### INSTRUCTIONS FOR THE TASK
Write out all of the data exactly as it appears.

### INFORMATION
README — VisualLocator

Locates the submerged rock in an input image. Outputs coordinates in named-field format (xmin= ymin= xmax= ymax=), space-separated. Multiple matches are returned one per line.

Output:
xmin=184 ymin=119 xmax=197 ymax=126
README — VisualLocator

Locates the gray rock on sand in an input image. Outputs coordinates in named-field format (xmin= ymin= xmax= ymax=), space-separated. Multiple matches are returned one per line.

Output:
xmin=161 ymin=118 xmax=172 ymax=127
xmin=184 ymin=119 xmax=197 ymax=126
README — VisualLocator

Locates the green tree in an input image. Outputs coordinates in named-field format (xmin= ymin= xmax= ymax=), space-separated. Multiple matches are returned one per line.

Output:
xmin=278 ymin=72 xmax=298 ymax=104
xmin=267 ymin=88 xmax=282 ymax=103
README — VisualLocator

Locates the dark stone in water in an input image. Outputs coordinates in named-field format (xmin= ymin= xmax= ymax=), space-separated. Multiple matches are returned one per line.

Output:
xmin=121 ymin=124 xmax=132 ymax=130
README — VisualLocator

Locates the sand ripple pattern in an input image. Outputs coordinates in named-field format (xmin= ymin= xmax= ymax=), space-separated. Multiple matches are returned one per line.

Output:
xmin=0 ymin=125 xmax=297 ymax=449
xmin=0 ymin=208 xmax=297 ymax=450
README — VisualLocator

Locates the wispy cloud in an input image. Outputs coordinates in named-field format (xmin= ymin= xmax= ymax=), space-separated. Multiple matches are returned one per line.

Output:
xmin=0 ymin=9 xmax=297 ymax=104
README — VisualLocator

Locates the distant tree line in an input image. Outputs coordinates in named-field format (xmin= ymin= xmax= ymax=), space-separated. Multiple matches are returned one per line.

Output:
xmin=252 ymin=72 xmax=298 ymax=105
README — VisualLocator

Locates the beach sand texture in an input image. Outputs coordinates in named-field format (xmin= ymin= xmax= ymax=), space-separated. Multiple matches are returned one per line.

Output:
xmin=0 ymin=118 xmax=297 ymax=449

### TASK SOLUTION
README — VisualLocator

Locates the submerged rock in an input image. Outputs coordinates in named-field format (xmin= ymin= xmax= ymax=), space-separated. Multiple matches are returned one per line.

Output:
xmin=184 ymin=119 xmax=197 ymax=126
README — VisualLocator

Locates the gray rock on sand in an input image. Outputs coordinates in named-field format (xmin= ymin= xmax= ymax=), space-separated. Multiple matches are returned one per line.

Output:
xmin=161 ymin=118 xmax=172 ymax=127
xmin=184 ymin=119 xmax=197 ymax=126
README — VisualLocator

Locates the green tree in an input image. Outputs coordinates in named-field format (xmin= ymin= xmax= ymax=), space-separated. Multiple matches are returned one per line.

Output:
xmin=278 ymin=72 xmax=298 ymax=104
xmin=267 ymin=88 xmax=282 ymax=103
README — VisualLocator

Locates the dark stone in water in an input image. Outputs coordinates in named-field format (xmin= ymin= xmax= ymax=), space-separated. Multiple matches are returned one per line.

Output:
xmin=121 ymin=124 xmax=132 ymax=130
README — VisualLocator

Locates the sand ripple pattern in an input image. Outputs coordinates in named-field format (xmin= ymin= xmax= ymax=), space-separated. Multiple matches are returned one per line.

Output:
xmin=0 ymin=125 xmax=297 ymax=449
xmin=0 ymin=208 xmax=297 ymax=450
README — VisualLocator

Locates the wispy cloud in an input image. Outputs coordinates in named-field format (xmin= ymin= xmax= ymax=), space-separated. Multiple matches are returned one per line.

Output:
xmin=0 ymin=9 xmax=297 ymax=104
README — VisualLocator

Locates the distant tree line in an input image. Outputs coordinates in named-field format (xmin= ymin= xmax= ymax=), space-separated. Multiple matches are returned one per line.

Output:
xmin=252 ymin=72 xmax=298 ymax=105
README — VisualLocator

Locates the beach sand texture in an input image. Outputs coordinates in named-field format (xmin= ymin= xmax= ymax=), space-separated. Multiple matches are returned one per line.

Output:
xmin=0 ymin=118 xmax=297 ymax=449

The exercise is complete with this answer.